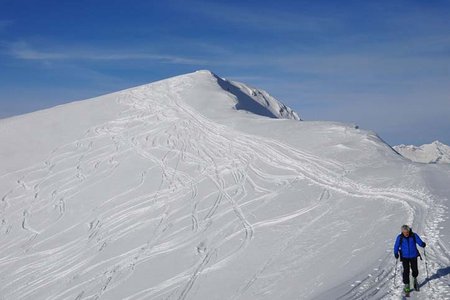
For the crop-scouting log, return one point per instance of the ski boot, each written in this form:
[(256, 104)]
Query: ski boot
[(407, 290), (416, 284)]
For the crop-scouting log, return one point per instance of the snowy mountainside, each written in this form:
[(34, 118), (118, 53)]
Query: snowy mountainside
[(170, 191), (436, 152)]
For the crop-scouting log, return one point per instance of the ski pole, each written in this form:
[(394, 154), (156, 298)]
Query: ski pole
[(395, 271), (426, 264)]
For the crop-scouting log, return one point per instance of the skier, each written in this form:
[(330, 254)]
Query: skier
[(406, 248)]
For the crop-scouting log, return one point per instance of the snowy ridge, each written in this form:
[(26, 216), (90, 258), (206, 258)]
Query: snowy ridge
[(435, 152), (256, 101), (171, 193)]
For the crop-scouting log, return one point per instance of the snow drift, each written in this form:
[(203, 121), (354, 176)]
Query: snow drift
[(433, 153), (196, 187)]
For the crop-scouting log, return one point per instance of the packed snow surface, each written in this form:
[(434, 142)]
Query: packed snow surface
[(435, 152), (196, 187)]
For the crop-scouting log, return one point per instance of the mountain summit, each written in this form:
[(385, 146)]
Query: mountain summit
[(196, 187)]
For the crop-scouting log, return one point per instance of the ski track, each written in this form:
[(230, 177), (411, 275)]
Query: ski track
[(170, 136)]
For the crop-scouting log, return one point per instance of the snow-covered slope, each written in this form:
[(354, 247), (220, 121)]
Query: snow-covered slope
[(435, 152), (167, 191)]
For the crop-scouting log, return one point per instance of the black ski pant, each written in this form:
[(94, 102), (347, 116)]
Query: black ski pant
[(409, 263)]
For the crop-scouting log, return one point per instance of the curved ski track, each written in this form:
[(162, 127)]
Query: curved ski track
[(186, 150)]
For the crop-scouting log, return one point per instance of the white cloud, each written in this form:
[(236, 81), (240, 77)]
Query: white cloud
[(23, 50)]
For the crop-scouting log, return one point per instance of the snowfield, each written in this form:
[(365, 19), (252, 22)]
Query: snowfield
[(433, 153), (196, 187)]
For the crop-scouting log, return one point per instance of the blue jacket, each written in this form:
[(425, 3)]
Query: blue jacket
[(408, 248)]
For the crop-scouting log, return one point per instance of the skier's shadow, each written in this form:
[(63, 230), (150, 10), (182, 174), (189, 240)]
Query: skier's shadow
[(440, 273)]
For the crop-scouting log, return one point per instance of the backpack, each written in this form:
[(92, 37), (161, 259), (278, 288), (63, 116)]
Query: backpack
[(415, 244)]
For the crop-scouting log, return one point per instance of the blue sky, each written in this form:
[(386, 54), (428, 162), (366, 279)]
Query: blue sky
[(384, 65)]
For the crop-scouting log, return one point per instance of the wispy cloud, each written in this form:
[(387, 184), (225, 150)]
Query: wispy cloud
[(23, 50)]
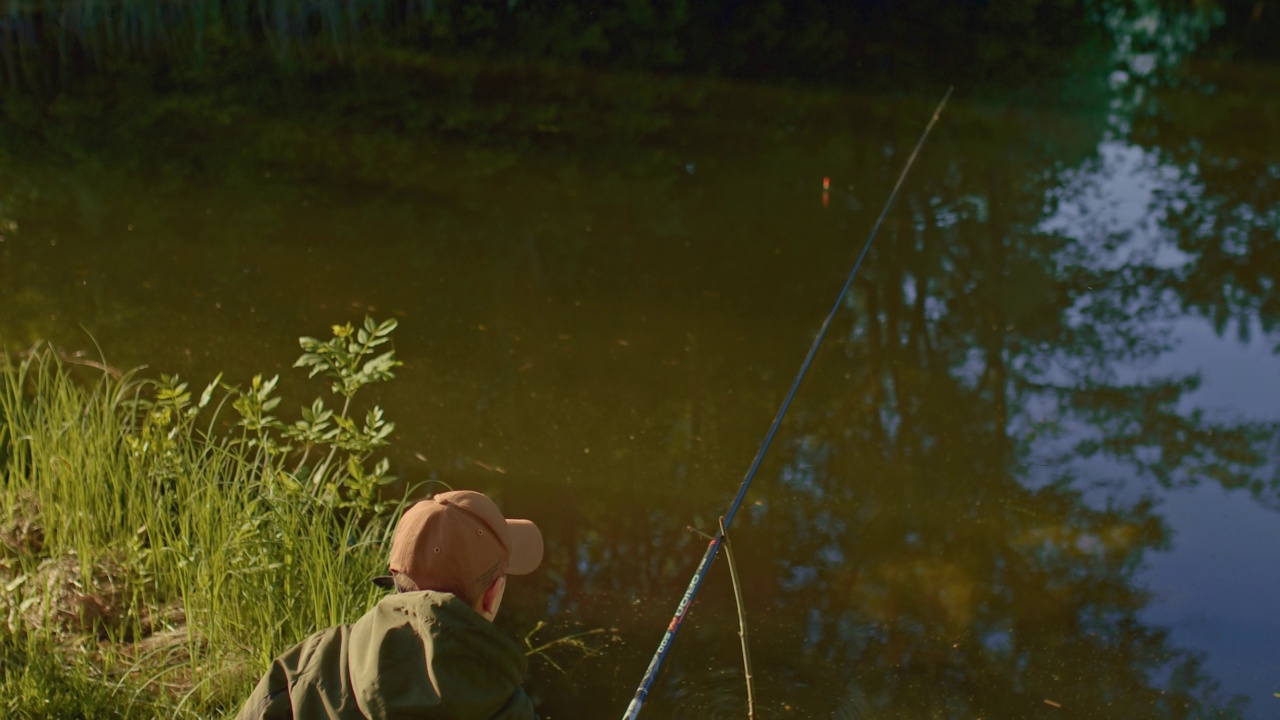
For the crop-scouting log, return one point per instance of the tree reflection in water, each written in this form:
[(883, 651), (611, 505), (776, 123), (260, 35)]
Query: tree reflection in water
[(926, 540)]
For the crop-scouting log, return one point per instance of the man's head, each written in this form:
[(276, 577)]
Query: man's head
[(460, 542)]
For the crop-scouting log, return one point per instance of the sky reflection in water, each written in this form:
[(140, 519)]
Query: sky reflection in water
[(599, 328)]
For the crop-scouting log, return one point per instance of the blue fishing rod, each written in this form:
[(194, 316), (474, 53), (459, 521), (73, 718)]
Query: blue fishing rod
[(713, 547)]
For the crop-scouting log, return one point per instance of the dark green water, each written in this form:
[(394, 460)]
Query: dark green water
[(997, 493)]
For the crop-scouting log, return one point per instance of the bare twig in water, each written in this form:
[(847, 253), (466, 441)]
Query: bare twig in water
[(741, 621), (576, 641)]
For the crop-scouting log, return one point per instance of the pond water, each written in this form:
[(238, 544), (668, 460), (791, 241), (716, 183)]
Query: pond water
[(997, 492)]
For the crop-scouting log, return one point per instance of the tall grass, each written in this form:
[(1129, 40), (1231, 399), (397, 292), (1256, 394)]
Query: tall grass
[(161, 557), (40, 35)]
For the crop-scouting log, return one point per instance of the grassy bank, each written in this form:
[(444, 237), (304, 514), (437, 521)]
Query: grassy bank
[(158, 547)]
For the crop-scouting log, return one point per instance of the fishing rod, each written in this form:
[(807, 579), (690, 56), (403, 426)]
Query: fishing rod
[(713, 547)]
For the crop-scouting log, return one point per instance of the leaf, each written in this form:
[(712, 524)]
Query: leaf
[(209, 391)]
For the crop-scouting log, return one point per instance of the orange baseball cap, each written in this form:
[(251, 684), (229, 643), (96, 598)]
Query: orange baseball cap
[(460, 542)]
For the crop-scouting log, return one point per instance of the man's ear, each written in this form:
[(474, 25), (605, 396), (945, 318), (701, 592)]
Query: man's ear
[(492, 597)]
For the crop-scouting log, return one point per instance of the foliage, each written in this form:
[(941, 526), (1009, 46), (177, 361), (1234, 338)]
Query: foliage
[(826, 40), (342, 475), (197, 546)]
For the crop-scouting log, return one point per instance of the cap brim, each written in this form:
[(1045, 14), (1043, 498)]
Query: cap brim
[(526, 547)]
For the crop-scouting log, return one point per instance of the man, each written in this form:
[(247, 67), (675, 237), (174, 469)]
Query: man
[(430, 650)]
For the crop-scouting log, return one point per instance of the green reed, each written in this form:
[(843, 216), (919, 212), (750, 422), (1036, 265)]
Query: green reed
[(174, 554)]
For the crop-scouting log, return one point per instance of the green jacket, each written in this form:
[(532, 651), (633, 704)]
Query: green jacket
[(415, 655)]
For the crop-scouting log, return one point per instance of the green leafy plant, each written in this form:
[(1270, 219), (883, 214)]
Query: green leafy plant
[(341, 443)]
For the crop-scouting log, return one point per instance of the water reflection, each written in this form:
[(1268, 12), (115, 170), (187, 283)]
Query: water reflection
[(602, 304)]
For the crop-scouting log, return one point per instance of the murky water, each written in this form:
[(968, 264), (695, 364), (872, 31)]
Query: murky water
[(996, 492)]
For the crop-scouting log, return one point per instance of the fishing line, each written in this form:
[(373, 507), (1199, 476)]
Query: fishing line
[(713, 547)]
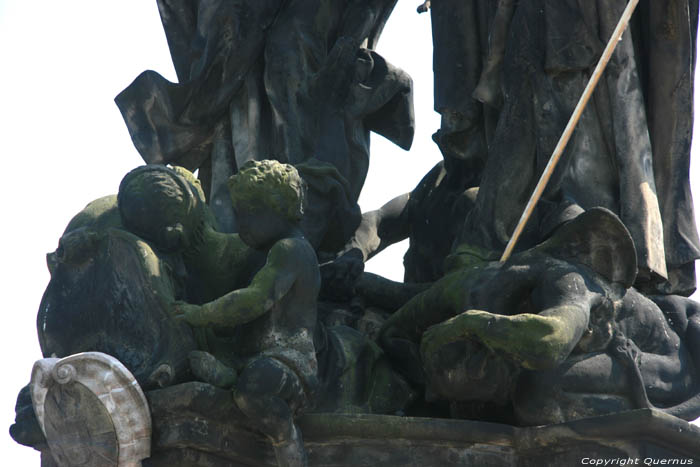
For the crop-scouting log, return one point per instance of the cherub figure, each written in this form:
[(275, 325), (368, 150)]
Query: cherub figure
[(272, 320)]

********************

**Written task**
Transcribe every record above exactly as written, leaving out any pictures.

**Exercise result**
For the crop-scouting log, return one point per instance of the ski boot, each written in this form:
[(256, 104)]
Query: ski boot
[(407, 290), (416, 284)]
For the crop-scouting log, return one point per instance of the snowy mountainside, each written in this form:
[(34, 118), (118, 53)]
Query: snowy mountainside
[(170, 191), (436, 152)]
For the crop-scouting log, return one point per instance of the ski pole, each written in this form:
[(394, 154), (156, 298)]
Query: ski pole
[(395, 271), (426, 264)]
For the crop-scouting log, return one point per instance of the skier, each written in this form:
[(330, 254)]
Query: skier
[(406, 248)]
For the crop-scouting log, return one point per instance of the snowy ridge, each written in this form:
[(26, 216), (90, 258), (206, 258)]
Query: snowy ridge
[(435, 152), (256, 101), (171, 193)]
For the crop-scouting log, return one point per instance of the snow drift, each written in this form:
[(203, 121), (354, 176)]
Query: snow drift
[(433, 153), (196, 187)]
For the crop-scouting log, return one point per instance of the packed snow surface, each written in this form:
[(434, 142)]
Query: packed snow surface
[(435, 152), (196, 187)]
For the crop-scouting log, return one point per instance of the mountain summit, each written in this form:
[(385, 146)]
Query: mountain summit
[(196, 187)]
For the crop-scouting log, return one point per instance of the ski track, each written in this form:
[(230, 177), (411, 275)]
Query: ski track
[(170, 136)]
For the crop-scouting log, return one point per instance of the snow-covered slope, each written in this form:
[(354, 247), (220, 121)]
Query: snow-covered slope
[(435, 152), (167, 191)]
For the crop-scouting log, return one point per instance of the black ski pant, each written in this form:
[(94, 102), (347, 116)]
Query: black ski pant
[(409, 263)]
For the crop-scouting log, return one point per instance of the curved ski track, each written in this form:
[(162, 127)]
Query: curved ski track
[(186, 150)]
For the crop-scouting log, return one point per instance of the white cloud, each written in this form:
[(236, 81), (240, 77)]
Query: white cloud
[(23, 50)]
For the crop-scouting log, return one point per instance of the snowfield, each written in this form:
[(365, 19), (252, 22)]
Query: snowfield
[(433, 153), (196, 187)]
For the crop-scouting log, return one point per instance of the blue jacket, each written in this form:
[(425, 3)]
Query: blue jacket
[(408, 248)]
For the crop-scouting log, return one point per instance of the skier's shadow, each written in this form:
[(63, 230), (150, 10), (182, 174), (189, 240)]
Query: skier's shadow
[(440, 273)]
For the crop-scouting log, return one point per instance of the backpack, each written in this form:
[(92, 37), (161, 259), (278, 288), (63, 116)]
Query: backpack
[(415, 244)]
For the crop-scouting log, return one point per instance of the blue sky, each written in this form:
[(386, 54), (428, 162), (366, 279)]
Query: blue sky
[(384, 65)]
For the crop-scouting log, return one point per instance of the wispy cloud, each written in this form:
[(387, 184), (225, 150)]
Query: wispy cloud
[(23, 50)]
For the crop-scouting log, return one point per instance of the tree reflection in water, each written in this form:
[(883, 651), (611, 505), (776, 123), (260, 35)]
Query: tree reflection in water
[(926, 540)]
For the crop-scouting log, return one point per instance of the man's head, each written in this form:
[(276, 577)]
Query: man's head
[(460, 542)]
For the crop-scouting log, return one point per instance of the sky reflection in water, each written in this form:
[(140, 519)]
Query: sky reflection in water
[(599, 328)]
For the crop-scouting log, return one point per instance of the blue fishing rod, each written in this form:
[(194, 316), (474, 53), (459, 521), (73, 718)]
Query: blue fishing rod
[(713, 547)]
For the crop-scouting log, return one point per instance of the dark green water, each written in this form:
[(394, 460)]
Query: dark green water
[(997, 493)]
For the crop-scouting log, return one point per instance of the bare twig in water, each written in this form:
[(847, 253), (466, 441)]
Query: bare twig in water
[(741, 621), (576, 641)]
For the crop-scouting log, return one point per instance of the pond water, each written in this form:
[(238, 544), (668, 460), (791, 241), (716, 183)]
Query: pond water
[(997, 492)]
For the crop-scouting log, return one point per instance of the tall grass, each written in this form:
[(1129, 40), (1231, 399), (397, 292), (1256, 394)]
Query: tall grass
[(161, 557), (40, 35)]
For the crop-scouting log, return one point per instance of the grassy bank, each written in this form:
[(444, 237), (304, 514), (437, 521)]
Query: grassy bank
[(158, 547)]
For the crop-scouting log, return one point per instance of the fishing rod, each written in this form:
[(807, 579), (690, 56), (403, 426)]
Query: fishing rod
[(713, 547)]
For the crop-scouting log, return one point per instance of the leaf, each written in this form:
[(712, 524)]
Query: leaf
[(209, 391)]
For the crop-scouting log, return one point per instance of the orange baseball cap, each written in this form:
[(251, 684), (229, 643), (96, 598)]
Query: orange baseball cap
[(460, 542)]
For the crop-scouting log, return one point per instance of the man's ear, each written in this form:
[(474, 25), (605, 396), (945, 318), (701, 592)]
Query: man's ear
[(492, 597)]
For the crop-scouting log, return one point per instance of the foliage, each written in this form:
[(941, 526), (1009, 46), (177, 361), (1234, 338)]
Query: foliage
[(826, 40), (342, 475), (197, 546)]
For the crop-scouting log, return one point per instance of the cap brim, each written in this form:
[(1045, 14), (1043, 498)]
Query: cap brim
[(526, 547)]
For the crop-scouting log, return one point per instance of the man, each written in this form:
[(247, 67), (675, 237), (174, 469)]
Query: man
[(430, 650)]
For the crop-scouting log, return one point per instance of the green reed, each written in this form:
[(843, 216), (919, 212), (750, 422), (1036, 265)]
Query: green reed
[(174, 554)]
For the crop-scouting log, return one point per instance of the green jacket, each written in this form:
[(532, 651), (633, 704)]
Query: green jacket
[(415, 655)]
For the crop-scouting log, return one point per instance of the green leafy plant, each written in this form:
[(1270, 219), (883, 214)]
Query: green leafy plant
[(341, 443)]
For the crop-scouting log, return one point per instance of the water reflection, each written in this form:
[(1268, 12), (115, 170), (187, 283)]
Query: water reflection
[(602, 304)]
For the crop-scouting log, return one point per instance of the murky water, each written in this form:
[(968, 264), (695, 364), (872, 31)]
Query: murky water
[(996, 492)]
For the crop-scouting log, return one point per instance of the fishing line, each written in this form:
[(373, 507), (1199, 476)]
Query: fishing line
[(713, 547)]
For the crop-scouting log, return one point per instance of the cherub figure, each written in this form:
[(275, 325), (368, 150)]
Query: cherub figure
[(272, 320)]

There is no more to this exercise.